Aim of the exercise - Everything in the listing should be restated word for word.

Supplied data -
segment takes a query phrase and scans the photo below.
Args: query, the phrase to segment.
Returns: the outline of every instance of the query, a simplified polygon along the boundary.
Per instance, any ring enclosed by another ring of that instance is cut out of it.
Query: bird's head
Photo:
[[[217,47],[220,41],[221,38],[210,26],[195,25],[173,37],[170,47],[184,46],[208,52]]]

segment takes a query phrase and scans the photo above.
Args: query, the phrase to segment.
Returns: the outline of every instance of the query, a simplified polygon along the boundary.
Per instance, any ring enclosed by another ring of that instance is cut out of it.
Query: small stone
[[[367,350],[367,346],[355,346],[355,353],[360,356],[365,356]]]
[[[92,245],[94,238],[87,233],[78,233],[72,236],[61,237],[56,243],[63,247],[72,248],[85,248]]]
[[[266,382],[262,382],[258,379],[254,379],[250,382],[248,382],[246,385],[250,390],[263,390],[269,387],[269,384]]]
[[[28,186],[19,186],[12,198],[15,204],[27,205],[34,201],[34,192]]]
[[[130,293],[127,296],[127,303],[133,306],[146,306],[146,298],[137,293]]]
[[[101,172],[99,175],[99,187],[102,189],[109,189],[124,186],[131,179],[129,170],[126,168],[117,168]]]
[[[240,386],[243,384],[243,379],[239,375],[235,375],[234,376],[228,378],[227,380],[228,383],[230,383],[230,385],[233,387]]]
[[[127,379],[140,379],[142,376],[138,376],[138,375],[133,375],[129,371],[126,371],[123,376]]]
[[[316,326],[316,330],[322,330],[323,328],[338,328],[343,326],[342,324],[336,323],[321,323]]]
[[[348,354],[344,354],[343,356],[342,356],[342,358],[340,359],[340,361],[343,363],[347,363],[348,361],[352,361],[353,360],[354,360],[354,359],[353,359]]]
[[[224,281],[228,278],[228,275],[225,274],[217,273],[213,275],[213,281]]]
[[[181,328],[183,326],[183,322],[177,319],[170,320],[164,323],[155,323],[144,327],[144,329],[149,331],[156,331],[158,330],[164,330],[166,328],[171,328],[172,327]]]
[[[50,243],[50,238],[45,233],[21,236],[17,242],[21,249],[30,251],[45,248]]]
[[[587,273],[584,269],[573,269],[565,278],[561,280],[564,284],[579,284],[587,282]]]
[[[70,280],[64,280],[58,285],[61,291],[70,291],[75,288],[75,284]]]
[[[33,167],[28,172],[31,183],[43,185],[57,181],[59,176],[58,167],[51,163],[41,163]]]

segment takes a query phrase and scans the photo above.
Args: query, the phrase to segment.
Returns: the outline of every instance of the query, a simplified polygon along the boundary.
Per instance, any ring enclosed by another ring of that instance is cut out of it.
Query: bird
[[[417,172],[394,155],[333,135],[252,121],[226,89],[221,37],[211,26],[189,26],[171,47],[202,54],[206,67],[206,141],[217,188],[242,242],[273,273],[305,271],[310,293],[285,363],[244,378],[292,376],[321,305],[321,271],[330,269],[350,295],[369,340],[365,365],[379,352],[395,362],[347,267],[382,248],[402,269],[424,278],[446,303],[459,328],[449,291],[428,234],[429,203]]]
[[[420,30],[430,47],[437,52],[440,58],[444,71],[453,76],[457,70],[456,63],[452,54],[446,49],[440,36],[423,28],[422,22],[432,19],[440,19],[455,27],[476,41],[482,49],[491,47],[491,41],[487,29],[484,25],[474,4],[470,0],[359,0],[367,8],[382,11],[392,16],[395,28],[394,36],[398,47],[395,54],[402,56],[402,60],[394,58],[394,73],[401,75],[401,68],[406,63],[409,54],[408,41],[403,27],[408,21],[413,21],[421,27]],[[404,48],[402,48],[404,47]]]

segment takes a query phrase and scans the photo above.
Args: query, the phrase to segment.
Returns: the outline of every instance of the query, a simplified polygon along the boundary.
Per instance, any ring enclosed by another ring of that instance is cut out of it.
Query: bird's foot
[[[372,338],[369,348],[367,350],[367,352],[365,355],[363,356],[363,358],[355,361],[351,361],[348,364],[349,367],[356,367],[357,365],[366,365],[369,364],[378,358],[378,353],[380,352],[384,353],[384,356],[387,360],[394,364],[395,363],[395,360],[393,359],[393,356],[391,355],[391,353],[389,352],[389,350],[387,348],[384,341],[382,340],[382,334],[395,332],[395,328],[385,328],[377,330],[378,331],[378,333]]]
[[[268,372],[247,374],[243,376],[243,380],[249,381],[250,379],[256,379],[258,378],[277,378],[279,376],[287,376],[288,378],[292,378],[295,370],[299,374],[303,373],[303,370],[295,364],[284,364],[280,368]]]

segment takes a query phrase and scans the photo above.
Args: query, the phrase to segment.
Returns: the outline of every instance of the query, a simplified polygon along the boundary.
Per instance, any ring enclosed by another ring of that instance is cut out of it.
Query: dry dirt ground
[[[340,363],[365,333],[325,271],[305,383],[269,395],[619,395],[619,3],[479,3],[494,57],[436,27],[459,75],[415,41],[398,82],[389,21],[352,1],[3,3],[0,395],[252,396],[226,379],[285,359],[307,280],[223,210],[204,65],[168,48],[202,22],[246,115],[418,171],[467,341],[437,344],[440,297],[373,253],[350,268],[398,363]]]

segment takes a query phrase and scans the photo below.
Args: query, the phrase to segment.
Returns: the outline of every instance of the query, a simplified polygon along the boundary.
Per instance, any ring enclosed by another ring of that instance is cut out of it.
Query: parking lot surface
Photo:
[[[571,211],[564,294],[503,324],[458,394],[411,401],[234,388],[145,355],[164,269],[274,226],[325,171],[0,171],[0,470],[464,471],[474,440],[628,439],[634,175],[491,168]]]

Written answer -
segment takes a query phrase and scans the photo below.
Args: query, the phrase to segment.
Returns: the outline of every instance of the query, a simplified polygon along the boundary.
Per instance, any ring enclosed by another ring of that instance is cut out of it.
Query: bird's head
Photo:
[[[217,47],[220,41],[221,38],[210,26],[195,25],[173,37],[170,47],[184,46],[208,52]]]

segment takes a query phrase and scans the photo above.
Args: query, the phrase to segment.
Returns: the outline of every instance of the query, a simplified polygon along the boundary.
Per instance, any ring enclosed by another ring of that instance is cut out of it.
Query: small stone
[[[367,350],[367,346],[355,346],[355,353],[360,356],[365,356]]]
[[[92,245],[94,238],[87,233],[78,233],[72,236],[61,237],[56,243],[63,247],[72,248],[85,248]]]
[[[266,382],[262,382],[258,379],[254,379],[250,382],[248,382],[246,385],[250,390],[263,390],[269,387],[269,384]]]
[[[28,186],[19,186],[12,198],[15,204],[27,205],[34,201],[34,192]]]
[[[130,293],[127,296],[127,303],[133,306],[146,306],[146,298],[137,293]]]
[[[101,172],[99,175],[99,187],[102,189],[109,189],[124,186],[131,179],[129,170],[126,168],[117,168]]]
[[[240,386],[243,384],[243,379],[239,375],[235,375],[234,376],[228,378],[227,380],[228,383],[230,383],[230,385],[233,387]]]
[[[127,379],[140,379],[142,376],[138,376],[138,375],[133,375],[129,371],[126,371],[123,376]]]
[[[316,326],[316,330],[322,330],[323,328],[338,328],[343,326],[342,324],[336,323],[321,323]]]
[[[348,354],[344,354],[343,356],[342,356],[342,358],[340,359],[340,361],[343,363],[347,363],[348,361],[352,361],[353,360],[354,360],[354,359],[353,359]]]
[[[224,281],[228,278],[228,275],[225,274],[217,273],[213,275],[213,281]]]
[[[181,328],[183,326],[183,322],[177,319],[170,320],[164,323],[155,323],[144,327],[144,329],[149,331],[156,331],[158,330],[164,330],[166,328],[171,328],[172,327]]]
[[[50,243],[50,238],[45,233],[21,236],[17,242],[21,249],[30,251],[45,248]]]
[[[587,273],[584,269],[573,269],[565,278],[561,280],[564,284],[579,284],[587,282]]]
[[[70,280],[64,280],[58,285],[61,291],[70,291],[75,288],[75,284]]]
[[[33,167],[28,172],[31,183],[43,185],[57,181],[59,176],[58,167],[51,163],[41,163]]]

segment takes a query phrase and scans the photo above.
Args: query, the phrase to segment.
Returns: the outline of every instance of the query, a simplified polygon along the boundary.
Per instance, any ring enclosed by another ring of that instance is cut out of it.
Query: bird
[[[417,172],[394,155],[333,135],[252,121],[226,89],[221,37],[211,26],[189,26],[171,47],[202,54],[206,67],[206,141],[217,188],[242,242],[273,273],[305,271],[310,293],[285,363],[244,378],[292,376],[321,305],[321,271],[330,269],[350,295],[369,340],[365,365],[379,352],[395,362],[347,267],[382,248],[402,269],[424,278],[446,303],[459,328],[449,291],[428,234],[429,203]]]
[[[420,30],[430,47],[437,52],[440,58],[444,71],[453,76],[457,70],[456,63],[452,54],[446,49],[440,36],[423,28],[422,22],[432,19],[440,19],[455,27],[476,41],[482,49],[491,47],[491,41],[487,29],[484,25],[474,4],[470,0],[359,0],[367,8],[382,11],[392,16],[395,28],[394,36],[398,47],[395,54],[402,56],[402,60],[394,58],[394,73],[401,75],[401,68],[406,63],[409,54],[408,41],[403,27],[408,21],[413,21],[421,27]],[[404,48],[402,48],[404,47]]]

segment takes a query phrase and scans the photo above.
Args: query, the phrase to segment.
Returns: the outline of every instance of the query, a simplified polygon along the boundary.
Per instance, any ring enclosed by another ring of that instance is cut out of it.
Query: bird's foot
[[[372,338],[369,348],[367,350],[367,352],[365,355],[363,356],[363,358],[355,361],[351,361],[348,364],[349,367],[356,367],[357,365],[366,365],[369,364],[378,358],[378,353],[380,352],[384,353],[384,356],[387,360],[394,364],[395,363],[395,360],[393,359],[393,356],[391,355],[391,353],[389,352],[389,350],[387,348],[384,341],[382,340],[382,334],[395,332],[395,328],[385,328],[377,330],[378,331],[378,333]]]
[[[268,372],[247,374],[243,376],[243,380],[249,381],[250,379],[256,379],[258,378],[277,378],[279,376],[287,376],[288,378],[292,378],[295,370],[299,374],[303,373],[303,370],[295,364],[284,364],[280,368]]]

segment takes a query phrase and scans the photo above.
Args: query, the phrase to segment.
Returns: the outline of every instance of the query, a simplified polygon along the boundary.
Per instance, any ring enclosed by another ring of that instance is cut out of it.
Query: dry dirt ground
[[[340,363],[365,333],[325,271],[305,383],[269,395],[619,395],[619,3],[479,3],[494,57],[436,27],[459,75],[415,41],[398,82],[389,21],[352,1],[3,3],[0,395],[252,396],[226,379],[285,359],[307,280],[223,210],[204,65],[168,48],[202,22],[246,115],[418,171],[467,341],[437,344],[440,297],[373,253],[350,268],[398,363]]]

segment takes a query phrase and scans the photo below.
Args: query, the phrase to segment.
Returns: the outline of every instance of the query, a simplified polygon along the boundary.
Per instance, any ring enclosed by another ring of that instance is cut out of it.
Query: parking lot surface
Photo:
[[[571,211],[564,294],[503,324],[458,394],[411,401],[234,388],[145,355],[164,269],[274,226],[325,171],[0,171],[0,470],[464,471],[474,440],[628,439],[634,175],[491,168]]]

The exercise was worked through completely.